PROVIDED ENTRIES:
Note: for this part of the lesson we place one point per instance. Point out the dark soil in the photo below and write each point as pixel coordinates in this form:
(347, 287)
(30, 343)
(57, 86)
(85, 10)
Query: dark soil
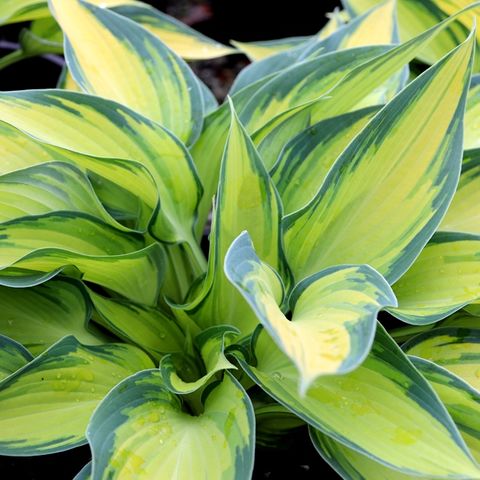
(299, 461)
(221, 20)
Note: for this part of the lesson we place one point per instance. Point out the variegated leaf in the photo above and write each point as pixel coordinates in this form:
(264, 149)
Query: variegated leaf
(46, 405)
(141, 431)
(444, 278)
(355, 216)
(410, 429)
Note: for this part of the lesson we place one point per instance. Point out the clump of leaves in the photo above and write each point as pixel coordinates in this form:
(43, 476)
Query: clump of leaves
(343, 186)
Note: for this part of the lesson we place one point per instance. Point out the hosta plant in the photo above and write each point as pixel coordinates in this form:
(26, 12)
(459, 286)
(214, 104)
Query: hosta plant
(335, 183)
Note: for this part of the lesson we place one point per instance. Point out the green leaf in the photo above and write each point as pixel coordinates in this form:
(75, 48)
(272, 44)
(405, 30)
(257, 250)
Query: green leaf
(140, 431)
(49, 187)
(455, 349)
(115, 58)
(85, 473)
(377, 26)
(303, 82)
(383, 168)
(462, 401)
(306, 159)
(472, 126)
(415, 17)
(105, 256)
(462, 214)
(443, 279)
(334, 311)
(38, 317)
(66, 381)
(125, 187)
(265, 98)
(13, 356)
(246, 200)
(211, 344)
(142, 325)
(259, 50)
(408, 427)
(352, 465)
(183, 40)
(102, 128)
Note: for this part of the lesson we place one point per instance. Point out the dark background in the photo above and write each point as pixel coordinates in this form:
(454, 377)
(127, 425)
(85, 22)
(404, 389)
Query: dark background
(222, 20)
(246, 20)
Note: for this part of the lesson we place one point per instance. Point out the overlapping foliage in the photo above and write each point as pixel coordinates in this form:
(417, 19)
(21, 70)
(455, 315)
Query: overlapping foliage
(344, 184)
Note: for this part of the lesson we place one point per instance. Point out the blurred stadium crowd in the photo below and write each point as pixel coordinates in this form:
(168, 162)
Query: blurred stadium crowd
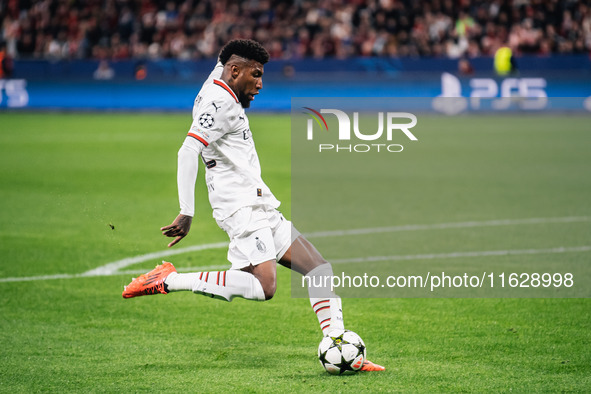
(192, 29)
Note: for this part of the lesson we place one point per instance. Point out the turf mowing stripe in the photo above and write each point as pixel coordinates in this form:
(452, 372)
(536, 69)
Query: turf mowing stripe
(560, 249)
(115, 266)
(441, 226)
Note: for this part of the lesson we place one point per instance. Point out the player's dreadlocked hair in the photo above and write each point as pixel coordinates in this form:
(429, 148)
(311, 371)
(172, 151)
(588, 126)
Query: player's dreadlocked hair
(247, 49)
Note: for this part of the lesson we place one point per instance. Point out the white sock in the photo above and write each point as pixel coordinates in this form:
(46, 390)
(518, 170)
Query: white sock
(325, 303)
(223, 285)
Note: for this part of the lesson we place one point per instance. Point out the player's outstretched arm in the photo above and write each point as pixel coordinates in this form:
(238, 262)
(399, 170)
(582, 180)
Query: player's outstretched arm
(178, 229)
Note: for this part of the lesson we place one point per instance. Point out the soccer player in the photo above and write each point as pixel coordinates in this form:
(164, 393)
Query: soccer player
(242, 204)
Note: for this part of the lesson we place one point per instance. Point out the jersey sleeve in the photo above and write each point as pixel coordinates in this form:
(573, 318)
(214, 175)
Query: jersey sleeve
(216, 73)
(188, 165)
(210, 123)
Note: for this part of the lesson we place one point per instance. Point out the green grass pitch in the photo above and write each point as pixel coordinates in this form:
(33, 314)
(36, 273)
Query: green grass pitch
(79, 191)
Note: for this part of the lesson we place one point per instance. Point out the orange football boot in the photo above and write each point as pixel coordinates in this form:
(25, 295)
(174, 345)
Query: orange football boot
(368, 366)
(150, 283)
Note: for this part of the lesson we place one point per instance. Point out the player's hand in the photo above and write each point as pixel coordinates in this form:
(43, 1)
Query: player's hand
(178, 229)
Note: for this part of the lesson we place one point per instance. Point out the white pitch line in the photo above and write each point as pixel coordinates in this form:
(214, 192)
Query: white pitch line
(560, 249)
(114, 267)
(120, 264)
(463, 254)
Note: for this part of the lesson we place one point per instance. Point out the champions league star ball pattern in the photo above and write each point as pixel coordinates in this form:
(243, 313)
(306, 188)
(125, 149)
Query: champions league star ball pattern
(206, 120)
(342, 352)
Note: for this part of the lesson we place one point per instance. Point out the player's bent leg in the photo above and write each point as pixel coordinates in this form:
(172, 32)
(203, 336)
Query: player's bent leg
(266, 273)
(222, 285)
(303, 257)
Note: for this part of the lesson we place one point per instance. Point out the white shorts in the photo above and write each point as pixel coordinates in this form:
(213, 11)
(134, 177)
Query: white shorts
(257, 234)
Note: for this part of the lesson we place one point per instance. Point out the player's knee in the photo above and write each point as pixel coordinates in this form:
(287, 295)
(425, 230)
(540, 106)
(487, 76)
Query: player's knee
(269, 292)
(269, 288)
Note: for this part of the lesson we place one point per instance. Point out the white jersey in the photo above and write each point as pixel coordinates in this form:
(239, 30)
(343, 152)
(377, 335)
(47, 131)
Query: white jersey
(220, 132)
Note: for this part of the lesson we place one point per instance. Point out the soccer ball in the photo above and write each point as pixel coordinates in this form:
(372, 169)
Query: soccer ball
(342, 352)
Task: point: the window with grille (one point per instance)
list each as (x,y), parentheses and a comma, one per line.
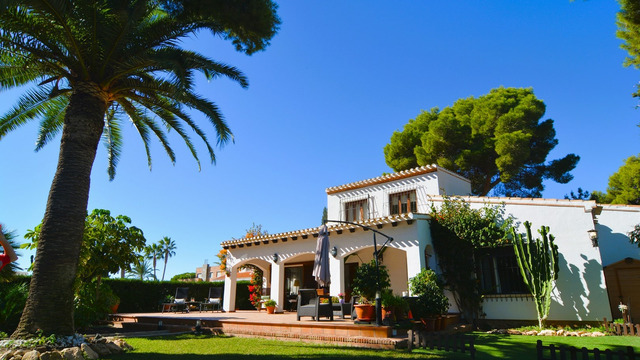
(498,272)
(402,203)
(356,210)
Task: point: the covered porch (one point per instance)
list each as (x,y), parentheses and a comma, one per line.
(286,259)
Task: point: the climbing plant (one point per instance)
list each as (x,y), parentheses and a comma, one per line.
(538,263)
(458,231)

WORK TO COMPLETE: All the material shown above is to be copied exactly, with no pictures carried over.

WRITTEN REPLY:
Note: for this part of the lesson we place one point per instance. Point out the dark soil in the photo below and write each point as pixel coordinates in this form:
(347, 287)
(30, 343)
(57, 86)
(85, 10)
Query: dark soil
(299, 461)
(221, 20)
Note: for this part of the lesson we place one point per instance. Point out the variegated leaf in the photo above and write each point as pixel coordinates in this form:
(264, 149)
Query: variegated leaf
(46, 405)
(141, 431)
(444, 278)
(355, 216)
(410, 429)
Note: for this part of the lesson we place one point per instance. Point out the clump of leaves in the photo above and write each point as pixel coordinates in this form:
(43, 476)
Query: clump of leaves
(343, 186)
Note: for this part of the lesson we place one point per instance. Point out the hosta plant in the photo above and write each point as pixel coordinates in this form:
(26, 12)
(459, 286)
(214, 104)
Query: hosta plant
(335, 183)
Note: for this part of the lesson we place one point per instance. Point out the green leaf in the photo above and write each point as pixel coordinates in this form:
(75, 48)
(272, 44)
(405, 30)
(257, 250)
Query: green leaf
(140, 431)
(49, 187)
(455, 349)
(115, 58)
(85, 473)
(377, 26)
(303, 82)
(383, 168)
(462, 401)
(306, 159)
(472, 126)
(415, 17)
(105, 256)
(462, 214)
(443, 279)
(334, 311)
(38, 317)
(66, 381)
(125, 187)
(265, 98)
(13, 356)
(246, 200)
(211, 344)
(142, 325)
(259, 50)
(408, 427)
(352, 465)
(183, 40)
(102, 128)
Note: for this part of the lesson we place one point per instance. Point out the dark background in the photo above and write each point as pixel coordinates in this form:
(454, 377)
(127, 425)
(85, 22)
(404, 389)
Query: dark background
(222, 20)
(246, 20)
Note: for this part of the lesson we place one point per instance. Point out the overlapping foliage in the photo above and write each point as pixel coordinates in this form:
(417, 19)
(21, 70)
(455, 315)
Query: overlapping foliage
(344, 184)
Note: for this part of the lesson we place one point per instance. Point out the blurred stadium crowd in the photo below and write each point as pixel coordinates in this form:
(168, 162)
Query: blurred stadium crowd
(192, 29)
Note: for this part of the lesson we place one point per instance. Point out the turf mowing stripe in the photo above and write each point as pixel coordinates in this form:
(452, 372)
(536, 69)
Query: turf mowing stripe
(560, 249)
(115, 266)
(441, 226)
Note: for this part of the lesson we place one point per instance. Point out the player's dreadlocked hair in the photo above and write each point as pixel coordinates in this form:
(429, 148)
(311, 371)
(172, 151)
(588, 126)
Query: player's dreadlocked hair
(247, 49)
Note: for this part of the lesson we place one point per instance. Point out the white sock in the photo above and write each point as pixel coordinates in this form:
(46, 390)
(518, 170)
Query: white sock
(325, 303)
(223, 285)
Note: for this part of the lesson we place one point per instance. Point out the player's outstretched arm in the photo above and write each point as pixel coordinates in this form:
(238, 262)
(399, 170)
(582, 180)
Query: player's outstretched arm
(178, 229)
Note: for this part of the lesson we place one point per instance. Point out the soccer player in the photo above and write each point as pixel coordinates in this form:
(164, 393)
Query: soccer player
(242, 204)
Note: for this part of the lesson we place one point per instance. Point out the jersey sleeve in the photo above and write each point as pixel coordinates in this form:
(573, 318)
(214, 175)
Query: jersey sleeve
(216, 73)
(188, 165)
(210, 123)
Note: for this part of the lesson we place one point per instance. Point out the green grass pitch in the photo above and write each point as pixel coordinates in this form:
(33, 314)
(36, 273)
Query: green grass pitch
(79, 191)
Note: for this part of the lesson we place one point per instance. Point out the orange football boot in the photo above and write each point as pixel coordinates in this form:
(25, 295)
(174, 345)
Query: orange football boot
(368, 366)
(150, 283)
Note: for this part of the lesson we place one point per instance. Point out the player's hand in the photo above and write each point as pixel coordinates in this form:
(43, 1)
Query: player's hand
(178, 229)
Note: for this part of the lesson we place one point per instance. Point out the white pitch line in the photo above and write each point as pixel coordinates in this form:
(214, 192)
Query: white pitch line
(560, 249)
(114, 267)
(120, 264)
(463, 254)
Note: for this part of the lesson we place one point per instance. Point out the champions league star ball pattern in the photo above and write each point as pixel coordinates in this form:
(243, 313)
(306, 188)
(125, 149)
Query: champions league star ball pattern
(206, 120)
(342, 352)
Note: for this part of the lesson we place one point per instance. Point out the player's bent leg in the photo above and write each point as pixel coordinates in this form:
(172, 32)
(203, 336)
Query: player's bent leg
(266, 273)
(222, 285)
(303, 257)
Note: for this part of the lesson we place one point per instance. Point out the white shorts in the photo above and write each point as pixel coordinates in this form:
(213, 11)
(134, 177)
Query: white shorts
(257, 234)
Note: for this part of the lesson we place one point per instance. Point out the player's knee in the photo above and write each point as pixel coordinates in this form:
(287, 295)
(425, 230)
(540, 106)
(487, 76)
Query: player's knee
(269, 292)
(269, 288)
Note: for this part of the lesson we place one point per instance. Point out the white jersey in the photo above and write each point as pixel coordinates in this form:
(239, 30)
(343, 152)
(377, 335)
(47, 131)
Query: white jersey
(220, 132)
Note: for this part of the lesson we place one point per instance. Point out the soccer ball in the photo above and write each point as pixel coordinates in this form:
(372, 169)
Query: soccer ball
(342, 352)
Task: point: the window with grille (one point per instance)
list each as (x,y), parentheses and a comma, one per line.
(498,272)
(402,203)
(356,210)
Task: point: the covered porch (one point per instance)
list each as (x,y), parentheses and a comma, one per line.
(286,259)
Task: point: the climbing plant (one point per instance)
list each as (x,y), parentheses and a comma, one per line.
(538,263)
(458,231)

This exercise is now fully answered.